• _DATA LISTING_
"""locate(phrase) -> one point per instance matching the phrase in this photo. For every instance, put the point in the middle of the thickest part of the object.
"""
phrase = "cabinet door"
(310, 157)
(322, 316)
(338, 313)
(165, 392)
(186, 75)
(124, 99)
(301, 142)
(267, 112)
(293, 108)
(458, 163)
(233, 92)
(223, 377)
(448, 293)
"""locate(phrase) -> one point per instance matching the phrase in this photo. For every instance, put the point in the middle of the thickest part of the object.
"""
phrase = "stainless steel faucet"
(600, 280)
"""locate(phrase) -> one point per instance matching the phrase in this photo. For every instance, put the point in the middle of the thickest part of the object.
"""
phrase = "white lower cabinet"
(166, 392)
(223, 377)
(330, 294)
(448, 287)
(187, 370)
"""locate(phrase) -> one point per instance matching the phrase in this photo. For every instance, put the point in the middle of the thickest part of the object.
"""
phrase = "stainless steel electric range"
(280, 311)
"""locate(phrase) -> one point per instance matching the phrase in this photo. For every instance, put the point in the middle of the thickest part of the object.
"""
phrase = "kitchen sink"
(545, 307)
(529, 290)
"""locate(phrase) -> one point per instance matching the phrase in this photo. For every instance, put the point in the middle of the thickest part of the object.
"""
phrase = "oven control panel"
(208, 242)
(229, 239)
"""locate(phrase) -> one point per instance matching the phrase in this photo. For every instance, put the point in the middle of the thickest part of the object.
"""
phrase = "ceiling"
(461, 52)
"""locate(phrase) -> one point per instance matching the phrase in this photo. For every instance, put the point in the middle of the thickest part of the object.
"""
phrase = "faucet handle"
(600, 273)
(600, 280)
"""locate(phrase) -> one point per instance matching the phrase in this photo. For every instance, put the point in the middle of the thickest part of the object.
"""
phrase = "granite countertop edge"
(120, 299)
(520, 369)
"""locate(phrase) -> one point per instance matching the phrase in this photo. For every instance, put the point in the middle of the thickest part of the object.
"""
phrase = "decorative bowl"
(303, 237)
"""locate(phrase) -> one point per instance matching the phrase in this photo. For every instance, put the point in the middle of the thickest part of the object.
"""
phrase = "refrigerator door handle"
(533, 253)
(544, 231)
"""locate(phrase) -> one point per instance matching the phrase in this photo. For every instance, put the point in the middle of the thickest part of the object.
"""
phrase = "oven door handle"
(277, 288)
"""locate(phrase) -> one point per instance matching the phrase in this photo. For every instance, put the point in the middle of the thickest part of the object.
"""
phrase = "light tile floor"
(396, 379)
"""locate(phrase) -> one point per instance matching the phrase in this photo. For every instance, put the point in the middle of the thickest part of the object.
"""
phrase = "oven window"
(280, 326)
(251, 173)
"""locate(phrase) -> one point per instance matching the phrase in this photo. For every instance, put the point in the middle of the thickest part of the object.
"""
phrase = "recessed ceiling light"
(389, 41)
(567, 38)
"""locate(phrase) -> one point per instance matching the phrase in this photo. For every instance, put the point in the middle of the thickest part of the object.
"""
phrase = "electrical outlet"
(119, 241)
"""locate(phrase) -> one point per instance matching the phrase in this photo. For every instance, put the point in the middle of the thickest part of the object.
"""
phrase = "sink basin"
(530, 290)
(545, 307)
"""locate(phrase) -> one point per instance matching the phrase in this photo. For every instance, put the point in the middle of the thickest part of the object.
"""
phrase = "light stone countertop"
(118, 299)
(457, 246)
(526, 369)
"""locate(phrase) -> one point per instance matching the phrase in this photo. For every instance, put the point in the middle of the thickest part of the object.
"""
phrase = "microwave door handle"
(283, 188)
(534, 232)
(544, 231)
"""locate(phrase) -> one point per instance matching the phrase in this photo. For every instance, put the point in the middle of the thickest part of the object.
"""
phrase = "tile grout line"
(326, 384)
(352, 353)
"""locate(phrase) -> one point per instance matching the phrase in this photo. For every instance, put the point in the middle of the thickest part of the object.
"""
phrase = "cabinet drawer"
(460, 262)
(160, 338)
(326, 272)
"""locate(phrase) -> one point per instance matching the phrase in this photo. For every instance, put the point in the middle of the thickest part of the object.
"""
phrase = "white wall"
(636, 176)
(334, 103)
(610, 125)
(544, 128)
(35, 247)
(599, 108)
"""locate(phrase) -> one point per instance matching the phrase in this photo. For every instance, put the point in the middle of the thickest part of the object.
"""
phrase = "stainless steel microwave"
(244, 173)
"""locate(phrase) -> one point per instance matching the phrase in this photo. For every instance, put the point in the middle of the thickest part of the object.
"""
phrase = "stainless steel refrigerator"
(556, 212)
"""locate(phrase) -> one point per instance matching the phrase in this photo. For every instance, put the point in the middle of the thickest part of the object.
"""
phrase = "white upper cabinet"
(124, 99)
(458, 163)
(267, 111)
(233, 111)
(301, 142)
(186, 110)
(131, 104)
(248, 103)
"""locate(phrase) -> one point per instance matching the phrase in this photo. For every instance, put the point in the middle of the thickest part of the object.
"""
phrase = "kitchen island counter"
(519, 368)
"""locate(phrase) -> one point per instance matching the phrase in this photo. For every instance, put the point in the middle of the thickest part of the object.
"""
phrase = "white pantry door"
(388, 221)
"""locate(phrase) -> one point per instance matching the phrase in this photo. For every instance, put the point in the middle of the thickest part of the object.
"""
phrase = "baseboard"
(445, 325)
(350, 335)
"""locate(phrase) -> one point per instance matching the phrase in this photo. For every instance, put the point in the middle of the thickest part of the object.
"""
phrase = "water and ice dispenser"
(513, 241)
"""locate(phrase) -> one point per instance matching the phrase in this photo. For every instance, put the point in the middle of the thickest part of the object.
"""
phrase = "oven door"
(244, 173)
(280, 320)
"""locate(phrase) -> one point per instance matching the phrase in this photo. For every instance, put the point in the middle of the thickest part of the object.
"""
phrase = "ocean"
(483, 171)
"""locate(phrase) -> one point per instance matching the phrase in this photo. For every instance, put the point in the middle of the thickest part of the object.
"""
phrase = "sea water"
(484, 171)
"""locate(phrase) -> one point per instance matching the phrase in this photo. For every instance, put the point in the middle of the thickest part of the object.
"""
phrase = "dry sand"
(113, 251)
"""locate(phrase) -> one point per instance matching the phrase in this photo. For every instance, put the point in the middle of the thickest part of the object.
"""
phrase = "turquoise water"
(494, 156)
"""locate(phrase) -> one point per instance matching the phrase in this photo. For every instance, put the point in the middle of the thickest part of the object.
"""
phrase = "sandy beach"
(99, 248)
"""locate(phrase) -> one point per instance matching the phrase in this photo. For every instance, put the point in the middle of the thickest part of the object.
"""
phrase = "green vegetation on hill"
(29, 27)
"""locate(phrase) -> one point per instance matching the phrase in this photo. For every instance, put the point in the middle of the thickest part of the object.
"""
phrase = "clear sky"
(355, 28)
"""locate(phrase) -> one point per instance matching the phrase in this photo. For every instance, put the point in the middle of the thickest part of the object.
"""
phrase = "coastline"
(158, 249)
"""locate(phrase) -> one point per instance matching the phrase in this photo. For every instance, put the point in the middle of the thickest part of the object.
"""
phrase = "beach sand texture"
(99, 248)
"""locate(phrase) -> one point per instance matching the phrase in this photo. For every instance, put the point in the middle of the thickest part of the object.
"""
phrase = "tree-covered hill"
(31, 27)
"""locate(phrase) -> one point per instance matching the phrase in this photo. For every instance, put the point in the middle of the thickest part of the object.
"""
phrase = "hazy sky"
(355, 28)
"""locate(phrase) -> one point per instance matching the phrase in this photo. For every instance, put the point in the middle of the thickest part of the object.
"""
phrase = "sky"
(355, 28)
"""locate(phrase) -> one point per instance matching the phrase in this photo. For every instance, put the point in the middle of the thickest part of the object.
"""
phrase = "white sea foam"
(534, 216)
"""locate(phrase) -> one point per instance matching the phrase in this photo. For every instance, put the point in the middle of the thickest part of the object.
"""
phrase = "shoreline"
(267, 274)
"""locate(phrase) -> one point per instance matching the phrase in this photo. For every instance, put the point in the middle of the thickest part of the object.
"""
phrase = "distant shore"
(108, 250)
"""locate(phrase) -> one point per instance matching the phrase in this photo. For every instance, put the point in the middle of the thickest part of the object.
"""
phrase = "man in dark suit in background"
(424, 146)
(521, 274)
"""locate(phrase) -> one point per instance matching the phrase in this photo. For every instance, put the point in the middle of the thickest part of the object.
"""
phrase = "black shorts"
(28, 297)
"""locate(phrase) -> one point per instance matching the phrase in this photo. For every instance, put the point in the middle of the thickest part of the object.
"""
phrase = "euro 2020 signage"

• _YOUR OBJECTIVE_
State how many lines of the data above contain the string "sink", treating uppercase and lowercase as different. Give only the number.

• _THE OUTPUT_
2